EXERCISE - Can you recast every line of the material below as a Markdown table with the columns "No." and "Text", numbering each line and leaving out blank lines and the pictures?

RECORDS TO USE -
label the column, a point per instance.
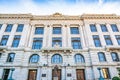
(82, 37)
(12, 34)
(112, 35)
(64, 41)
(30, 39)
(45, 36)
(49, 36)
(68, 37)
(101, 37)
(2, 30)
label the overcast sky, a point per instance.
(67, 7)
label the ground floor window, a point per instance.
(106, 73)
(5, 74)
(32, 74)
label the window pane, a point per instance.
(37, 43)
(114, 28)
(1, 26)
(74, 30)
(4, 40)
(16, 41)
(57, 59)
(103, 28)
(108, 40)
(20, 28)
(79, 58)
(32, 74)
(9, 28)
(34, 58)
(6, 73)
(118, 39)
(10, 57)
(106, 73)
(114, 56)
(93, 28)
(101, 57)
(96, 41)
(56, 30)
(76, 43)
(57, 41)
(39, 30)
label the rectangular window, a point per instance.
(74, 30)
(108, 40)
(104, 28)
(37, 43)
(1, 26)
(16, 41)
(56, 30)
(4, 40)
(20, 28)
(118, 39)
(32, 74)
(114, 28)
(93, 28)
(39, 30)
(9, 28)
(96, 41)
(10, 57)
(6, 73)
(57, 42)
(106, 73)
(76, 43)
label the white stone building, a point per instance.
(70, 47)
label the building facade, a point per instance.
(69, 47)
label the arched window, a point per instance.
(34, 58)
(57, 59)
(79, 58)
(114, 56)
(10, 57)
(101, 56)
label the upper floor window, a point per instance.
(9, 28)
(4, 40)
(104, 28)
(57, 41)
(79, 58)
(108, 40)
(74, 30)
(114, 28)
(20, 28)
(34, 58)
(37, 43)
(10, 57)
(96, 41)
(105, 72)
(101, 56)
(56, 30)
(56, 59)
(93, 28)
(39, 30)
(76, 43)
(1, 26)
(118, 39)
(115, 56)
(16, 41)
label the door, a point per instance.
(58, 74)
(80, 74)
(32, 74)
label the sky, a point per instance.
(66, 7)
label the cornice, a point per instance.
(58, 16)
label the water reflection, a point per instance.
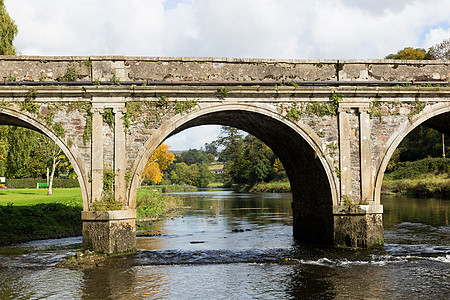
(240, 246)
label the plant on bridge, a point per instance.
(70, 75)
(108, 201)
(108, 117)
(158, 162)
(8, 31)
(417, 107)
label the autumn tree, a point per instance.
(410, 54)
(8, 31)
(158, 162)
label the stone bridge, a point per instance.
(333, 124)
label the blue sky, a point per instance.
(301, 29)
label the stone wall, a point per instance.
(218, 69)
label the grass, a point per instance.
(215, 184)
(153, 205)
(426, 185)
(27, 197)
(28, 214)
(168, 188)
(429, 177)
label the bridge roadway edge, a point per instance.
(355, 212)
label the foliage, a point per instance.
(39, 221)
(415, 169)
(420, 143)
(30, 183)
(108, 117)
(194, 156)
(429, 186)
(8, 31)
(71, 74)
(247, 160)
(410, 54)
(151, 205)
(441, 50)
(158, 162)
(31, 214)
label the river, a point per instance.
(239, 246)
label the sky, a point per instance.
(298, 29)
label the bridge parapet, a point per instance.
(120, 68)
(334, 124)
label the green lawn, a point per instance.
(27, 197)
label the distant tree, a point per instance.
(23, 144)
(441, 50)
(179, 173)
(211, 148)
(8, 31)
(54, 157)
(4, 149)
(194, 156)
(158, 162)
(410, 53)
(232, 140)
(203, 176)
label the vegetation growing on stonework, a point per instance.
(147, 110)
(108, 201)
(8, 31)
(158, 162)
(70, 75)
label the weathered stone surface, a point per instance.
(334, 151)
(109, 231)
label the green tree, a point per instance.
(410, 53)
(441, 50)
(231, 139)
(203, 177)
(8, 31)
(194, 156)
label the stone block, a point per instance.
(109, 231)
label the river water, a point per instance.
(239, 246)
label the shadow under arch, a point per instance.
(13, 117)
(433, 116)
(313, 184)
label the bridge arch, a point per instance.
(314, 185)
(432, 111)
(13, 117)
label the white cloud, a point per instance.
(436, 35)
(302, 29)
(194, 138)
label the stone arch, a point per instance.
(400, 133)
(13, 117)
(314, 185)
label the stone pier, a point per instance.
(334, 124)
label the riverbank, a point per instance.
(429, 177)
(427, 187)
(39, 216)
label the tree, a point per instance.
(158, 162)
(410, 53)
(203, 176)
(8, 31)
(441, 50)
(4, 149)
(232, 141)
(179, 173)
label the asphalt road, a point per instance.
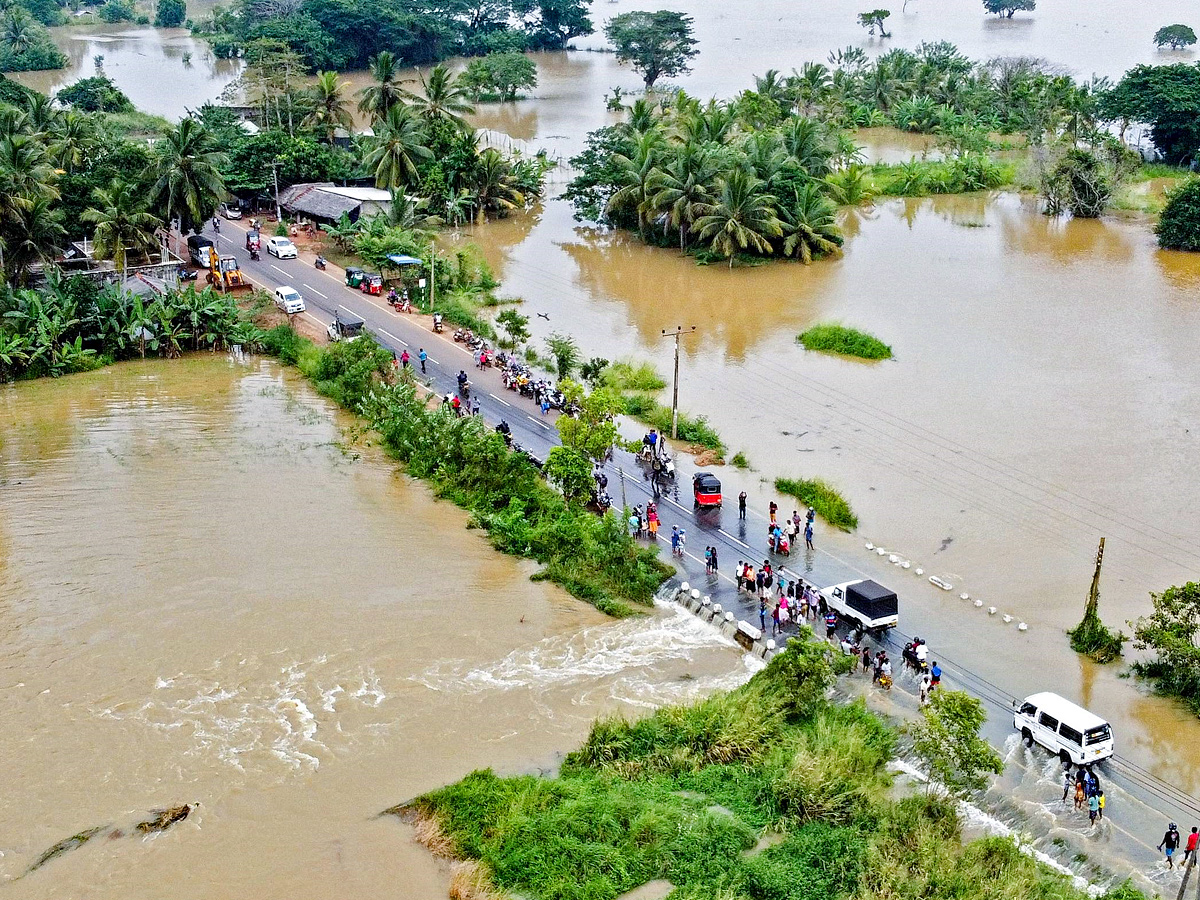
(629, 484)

COMPLETE ANSWER -
| No. | Text |
|---|---|
| 1 | label the column, a point per instance. |
| 2 | (82, 37) |
| 3 | (12, 34) |
| 4 | (112, 35) |
| 5 | (64, 41) |
| 6 | (30, 39) |
| 7 | (45, 36) |
| 8 | (49, 36) |
| 9 | (68, 37) |
| 10 | (101, 37) |
| 11 | (2, 30) |
| 12 | label the overcast sky, a point per instance. |
| 13 | (67, 7) |
| 14 | label the ground floor window, a point per instance. |
| 15 | (106, 73) |
| 16 | (5, 74) |
| 17 | (32, 74) |
| 18 | label the window pane, a point per instance. |
| 19 | (37, 43) |
| 20 | (114, 28) |
| 21 | (1, 26) |
| 22 | (74, 30) |
| 23 | (4, 40) |
| 24 | (16, 41) |
| 25 | (57, 59) |
| 26 | (103, 28) |
| 27 | (108, 40) |
| 28 | (20, 28) |
| 29 | (79, 58) |
| 30 | (32, 74) |
| 31 | (9, 28) |
| 32 | (34, 58) |
| 33 | (6, 73) |
| 34 | (118, 39) |
| 35 | (10, 57) |
| 36 | (106, 73) |
| 37 | (114, 56) |
| 38 | (93, 28) |
| 39 | (101, 57) |
| 40 | (96, 41) |
| 41 | (56, 30) |
| 42 | (76, 43) |
| 43 | (57, 41) |
| 44 | (39, 30) |
| 45 | label the rectangular window, a point per instance. |
| 46 | (74, 30) |
| 47 | (108, 40) |
| 48 | (104, 28) |
| 49 | (37, 43) |
| 50 | (1, 26) |
| 51 | (16, 41) |
| 52 | (56, 30) |
| 53 | (4, 40) |
| 54 | (20, 28) |
| 55 | (118, 39) |
| 56 | (32, 74) |
| 57 | (114, 28) |
| 58 | (93, 28) |
| 59 | (39, 30) |
| 60 | (9, 28) |
| 61 | (96, 41) |
| 62 | (10, 57) |
| 63 | (6, 73) |
| 64 | (57, 42) |
| 65 | (106, 73) |
| 66 | (76, 43) |
| 67 | label the white stone building, a point per instance. |
| 68 | (70, 47) |
| 69 | label the building facade, a point per instance. |
| 70 | (69, 47) |
| 71 | label the arched window, a point per instance. |
| 72 | (34, 58) |
| 73 | (57, 59) |
| 74 | (79, 58) |
| 75 | (114, 56) |
| 76 | (10, 57) |
| 77 | (101, 56) |
| 78 | label the upper floor window, a point per instance. |
| 79 | (9, 28) |
| 80 | (4, 40) |
| 81 | (104, 28) |
| 82 | (57, 41) |
| 83 | (79, 58) |
| 84 | (108, 40) |
| 85 | (74, 30) |
| 86 | (114, 28) |
| 87 | (20, 28) |
| 88 | (34, 58) |
| 89 | (37, 43) |
| 90 | (10, 57) |
| 91 | (96, 41) |
| 92 | (105, 72) |
| 93 | (101, 56) |
| 94 | (56, 30) |
| 95 | (56, 59) |
| 96 | (93, 28) |
| 97 | (39, 30) |
| 98 | (76, 43) |
| 99 | (1, 26) |
| 100 | (118, 39) |
| 101 | (115, 56) |
| 102 | (16, 41) |
| 103 | label the door, a point per instance. |
| 104 | (58, 74) |
| 105 | (80, 74) |
| 106 | (32, 74) |
| 107 | label the sky, a point per instance. |
| 108 | (66, 7) |
| 109 | label the cornice, a point per instance. |
| 110 | (58, 16) |
| 111 | label the water reflection, a point per instance. |
| 112 | (240, 246) |
| 113 | label the plant on bridge, a point per instance. |
| 114 | (70, 75) |
| 115 | (108, 201) |
| 116 | (108, 117) |
| 117 | (158, 162) |
| 118 | (8, 31) |
| 119 | (417, 107) |
| 120 | label the autumn tree, a point per instance. |
| 121 | (410, 54) |
| 122 | (8, 31) |
| 123 | (158, 162) |
| 124 | label the stone bridge, a point per instance. |
| 125 | (333, 124) |
| 126 | label the blue sky, a point per instance. |
| 127 | (301, 29) |
| 128 | label the stone wall, a point per instance. |
| 129 | (218, 69) |
| 130 | label the grass, a point per instance. |
| 131 | (215, 184) |
| 132 | (153, 205) |
| 133 | (426, 185) |
| 134 | (27, 197) |
| 135 | (28, 214) |
| 136 | (168, 188) |
| 137 | (429, 177) |
| 138 | label the bridge roadway edge, a point per instance. |
| 139 | (355, 212) |
| 140 | label the foliage, a point per instance. |
| 141 | (39, 221) |
| 142 | (415, 169) |
| 143 | (420, 143) |
| 144 | (30, 183) |
| 145 | (108, 117) |
| 146 | (194, 156) |
| 147 | (429, 186) |
| 148 | (8, 31) |
| 149 | (71, 74) |
| 150 | (247, 160) |
| 151 | (410, 54) |
| 152 | (151, 205) |
| 153 | (441, 50) |
| 154 | (158, 162) |
| 155 | (31, 214) |
| 156 | label the river, a point per instance. |
| 157 | (239, 246) |
| 158 | label the sky, a point per instance. |
| 159 | (298, 29) |
| 160 | label the bridge parapet, a point per instance. |
| 161 | (120, 68) |
| 162 | (334, 124) |
| 163 | label the green lawn, a point per instance. |
| 164 | (27, 197) |
| 165 | label the distant tree, a point per instance. |
| 166 | (23, 144) |
| 167 | (441, 50) |
| 168 | (179, 173) |
| 169 | (211, 148) |
| 170 | (8, 31) |
| 171 | (54, 157) |
| 172 | (4, 149) |
| 173 | (194, 156) |
| 174 | (158, 162) |
| 175 | (410, 53) |
| 176 | (232, 140) |
| 177 | (203, 176) |
| 178 | label the vegetation growing on stonework, a point per instance. |
| 179 | (147, 110) |
| 180 | (108, 201) |
| 181 | (8, 31) |
| 182 | (158, 162) |
| 183 | (70, 75) |
| 184 | label the weathered stone surface, a point per instance. |
| 185 | (334, 151) |
| 186 | (109, 231) |
| 187 | label the green tree, a point per instance. |
| 188 | (410, 53) |
| 189 | (441, 50) |
| 190 | (231, 139) |
| 191 | (203, 177) |
| 192 | (8, 31) |
| 193 | (194, 156) |
| 194 | label the stone block, a point per instance. |
| 195 | (109, 231) |
| 196 | label the river water, a point per instance. |
| 197 | (239, 246) |
| 198 | label the shadow under arch, a point per instance. |
| 199 | (13, 117) |
| 200 | (433, 116) |
| 201 | (313, 184) |
| 202 | label the bridge arch, a point per instance. |
| 203 | (314, 185) |
| 204 | (432, 111) |
| 205 | (13, 117) |
| 206 | label the white cloud, a point per instance. |
| 207 | (436, 35) |
| 208 | (302, 29) |
| 209 | (194, 138) |
| 210 | label the stone arch, a point per instance. |
| 211 | (400, 133) |
| 212 | (13, 117) |
| 213 | (314, 185) |
| 214 | label the stone pier, a point per instance. |
| 215 | (334, 124) |
| 216 | label the riverbank, a point per instance. |
| 217 | (429, 177) |
| 218 | (427, 187) |
| 219 | (39, 216) |
| 220 | label the tree, a point per instance. |
| 221 | (158, 162) |
| 222 | (410, 53) |
| 223 | (203, 176) |
| 224 | (8, 31) |
| 225 | (441, 50) |
| 226 | (4, 149) |
| 227 | (232, 141) |
| 228 | (179, 173) |
| 229 | label the asphalt road, a point per instance. |
| 230 | (629, 484) |